#### Source material
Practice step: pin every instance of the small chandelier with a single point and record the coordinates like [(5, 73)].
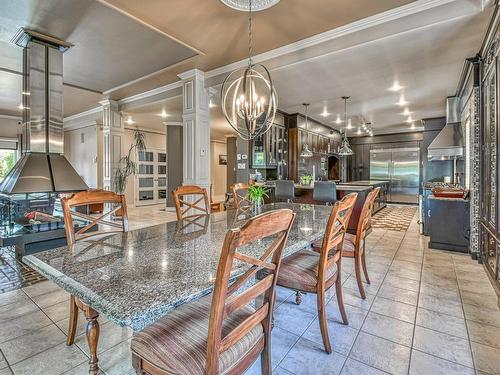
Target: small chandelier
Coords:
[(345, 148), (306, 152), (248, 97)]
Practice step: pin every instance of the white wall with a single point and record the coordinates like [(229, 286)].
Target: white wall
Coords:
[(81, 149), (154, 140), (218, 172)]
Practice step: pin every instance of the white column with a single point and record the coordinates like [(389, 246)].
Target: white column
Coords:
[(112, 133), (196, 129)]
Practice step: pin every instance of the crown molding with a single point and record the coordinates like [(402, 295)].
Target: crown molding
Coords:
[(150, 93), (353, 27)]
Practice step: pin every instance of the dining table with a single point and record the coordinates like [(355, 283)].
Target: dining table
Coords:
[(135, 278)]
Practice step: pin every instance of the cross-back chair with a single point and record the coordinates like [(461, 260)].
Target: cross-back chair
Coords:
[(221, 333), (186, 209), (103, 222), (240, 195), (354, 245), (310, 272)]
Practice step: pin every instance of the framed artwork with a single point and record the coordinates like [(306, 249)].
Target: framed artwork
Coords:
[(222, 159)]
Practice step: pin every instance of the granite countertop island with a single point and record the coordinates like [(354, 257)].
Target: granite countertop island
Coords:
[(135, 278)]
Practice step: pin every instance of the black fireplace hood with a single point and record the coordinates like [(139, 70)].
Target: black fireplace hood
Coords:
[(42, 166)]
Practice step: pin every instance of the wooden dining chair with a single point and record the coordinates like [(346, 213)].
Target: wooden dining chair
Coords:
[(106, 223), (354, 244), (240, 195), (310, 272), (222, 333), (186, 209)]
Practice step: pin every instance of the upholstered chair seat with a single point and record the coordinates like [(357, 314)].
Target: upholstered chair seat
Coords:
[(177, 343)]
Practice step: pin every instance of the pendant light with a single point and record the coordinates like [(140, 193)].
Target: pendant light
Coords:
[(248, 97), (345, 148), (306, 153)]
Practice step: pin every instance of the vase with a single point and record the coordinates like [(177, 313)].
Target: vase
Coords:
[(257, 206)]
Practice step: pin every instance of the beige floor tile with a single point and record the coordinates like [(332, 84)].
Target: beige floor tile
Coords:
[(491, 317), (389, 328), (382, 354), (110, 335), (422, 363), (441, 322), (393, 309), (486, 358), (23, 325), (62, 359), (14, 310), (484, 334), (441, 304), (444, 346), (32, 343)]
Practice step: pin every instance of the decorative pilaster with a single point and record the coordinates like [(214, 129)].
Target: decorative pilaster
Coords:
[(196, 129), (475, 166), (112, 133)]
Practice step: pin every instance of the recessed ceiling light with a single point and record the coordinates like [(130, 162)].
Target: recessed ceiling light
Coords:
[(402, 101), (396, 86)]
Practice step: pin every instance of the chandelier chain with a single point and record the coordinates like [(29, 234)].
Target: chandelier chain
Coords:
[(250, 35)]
########
#### Source material
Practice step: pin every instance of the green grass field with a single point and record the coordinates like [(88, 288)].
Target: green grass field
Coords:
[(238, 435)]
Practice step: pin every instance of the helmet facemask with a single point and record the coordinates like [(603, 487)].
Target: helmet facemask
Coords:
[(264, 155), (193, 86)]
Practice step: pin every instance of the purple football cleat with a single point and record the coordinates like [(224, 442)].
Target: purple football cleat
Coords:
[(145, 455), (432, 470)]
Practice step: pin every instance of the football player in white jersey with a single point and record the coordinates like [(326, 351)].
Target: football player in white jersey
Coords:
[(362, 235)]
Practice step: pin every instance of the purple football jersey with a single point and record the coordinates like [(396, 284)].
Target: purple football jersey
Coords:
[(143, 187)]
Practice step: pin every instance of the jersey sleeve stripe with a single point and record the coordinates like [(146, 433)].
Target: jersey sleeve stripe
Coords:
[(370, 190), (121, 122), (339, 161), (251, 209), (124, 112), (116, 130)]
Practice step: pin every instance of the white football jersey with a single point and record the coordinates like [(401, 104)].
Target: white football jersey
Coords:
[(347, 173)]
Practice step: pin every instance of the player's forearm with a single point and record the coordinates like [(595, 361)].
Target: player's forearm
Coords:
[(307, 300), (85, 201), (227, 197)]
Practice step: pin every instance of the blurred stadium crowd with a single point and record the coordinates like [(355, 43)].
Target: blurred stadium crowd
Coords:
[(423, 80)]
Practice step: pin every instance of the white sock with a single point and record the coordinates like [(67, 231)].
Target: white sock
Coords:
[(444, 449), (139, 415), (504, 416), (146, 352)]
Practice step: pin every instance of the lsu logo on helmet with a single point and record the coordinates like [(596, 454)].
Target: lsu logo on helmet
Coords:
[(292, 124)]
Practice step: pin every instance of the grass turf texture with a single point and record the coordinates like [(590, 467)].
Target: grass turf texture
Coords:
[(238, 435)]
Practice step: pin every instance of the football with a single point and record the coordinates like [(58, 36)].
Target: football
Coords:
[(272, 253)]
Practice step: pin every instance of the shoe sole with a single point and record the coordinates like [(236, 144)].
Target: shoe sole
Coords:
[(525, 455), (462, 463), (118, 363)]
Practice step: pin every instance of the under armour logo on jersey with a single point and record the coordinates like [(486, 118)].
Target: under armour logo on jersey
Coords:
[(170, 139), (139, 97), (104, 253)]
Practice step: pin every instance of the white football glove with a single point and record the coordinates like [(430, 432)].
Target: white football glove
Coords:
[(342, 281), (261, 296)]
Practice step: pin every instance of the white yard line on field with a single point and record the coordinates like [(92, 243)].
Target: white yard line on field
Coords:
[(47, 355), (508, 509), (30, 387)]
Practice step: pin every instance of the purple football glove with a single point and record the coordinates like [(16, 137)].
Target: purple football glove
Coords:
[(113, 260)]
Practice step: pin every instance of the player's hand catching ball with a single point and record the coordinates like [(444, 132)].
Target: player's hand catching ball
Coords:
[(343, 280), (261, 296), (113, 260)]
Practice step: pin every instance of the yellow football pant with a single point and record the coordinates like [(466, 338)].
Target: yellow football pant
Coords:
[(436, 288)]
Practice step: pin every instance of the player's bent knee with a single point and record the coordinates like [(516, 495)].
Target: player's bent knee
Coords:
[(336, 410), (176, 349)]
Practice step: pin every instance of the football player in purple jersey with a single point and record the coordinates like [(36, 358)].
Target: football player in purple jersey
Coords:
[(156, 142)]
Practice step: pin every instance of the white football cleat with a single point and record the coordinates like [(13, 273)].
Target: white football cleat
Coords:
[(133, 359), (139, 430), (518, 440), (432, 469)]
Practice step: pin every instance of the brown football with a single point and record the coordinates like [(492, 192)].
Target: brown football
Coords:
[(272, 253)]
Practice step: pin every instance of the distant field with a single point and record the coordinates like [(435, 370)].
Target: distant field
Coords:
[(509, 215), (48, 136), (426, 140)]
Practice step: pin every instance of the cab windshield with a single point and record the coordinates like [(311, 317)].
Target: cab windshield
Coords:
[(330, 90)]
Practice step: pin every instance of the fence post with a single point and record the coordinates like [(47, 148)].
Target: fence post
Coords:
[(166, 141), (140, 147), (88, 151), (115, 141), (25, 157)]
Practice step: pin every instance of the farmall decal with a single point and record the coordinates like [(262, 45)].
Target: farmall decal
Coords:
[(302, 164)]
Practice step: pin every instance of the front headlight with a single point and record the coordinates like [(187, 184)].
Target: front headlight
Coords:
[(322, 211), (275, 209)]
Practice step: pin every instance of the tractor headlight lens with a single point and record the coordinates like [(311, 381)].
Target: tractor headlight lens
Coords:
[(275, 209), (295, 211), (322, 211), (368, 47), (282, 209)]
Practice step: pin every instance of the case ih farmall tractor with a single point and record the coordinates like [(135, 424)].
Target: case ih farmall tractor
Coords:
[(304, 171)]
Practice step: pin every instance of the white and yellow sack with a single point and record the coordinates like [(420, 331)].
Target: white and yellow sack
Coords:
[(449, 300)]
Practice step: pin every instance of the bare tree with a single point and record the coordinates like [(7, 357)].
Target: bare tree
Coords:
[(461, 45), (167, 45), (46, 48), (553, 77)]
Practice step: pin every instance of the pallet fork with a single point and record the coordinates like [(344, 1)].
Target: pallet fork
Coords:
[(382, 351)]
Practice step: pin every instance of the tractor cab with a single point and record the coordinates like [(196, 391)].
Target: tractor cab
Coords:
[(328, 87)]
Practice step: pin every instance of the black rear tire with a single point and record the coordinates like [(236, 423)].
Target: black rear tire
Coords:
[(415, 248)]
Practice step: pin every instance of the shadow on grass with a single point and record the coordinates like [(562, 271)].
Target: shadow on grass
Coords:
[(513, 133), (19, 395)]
########
• **Exercise**:
Gather each line in the entries above where the string "yellow" is found.

• **Written solution**:
Practice step: pin every instance of the yellow football pant with a single point and record the coordinates like [(466, 338)].
Target: yellow football pant
Practice step: pin every instance of the white and yellow sack with a single point and record the coordinates like [(420, 331)].
Target: white and yellow sack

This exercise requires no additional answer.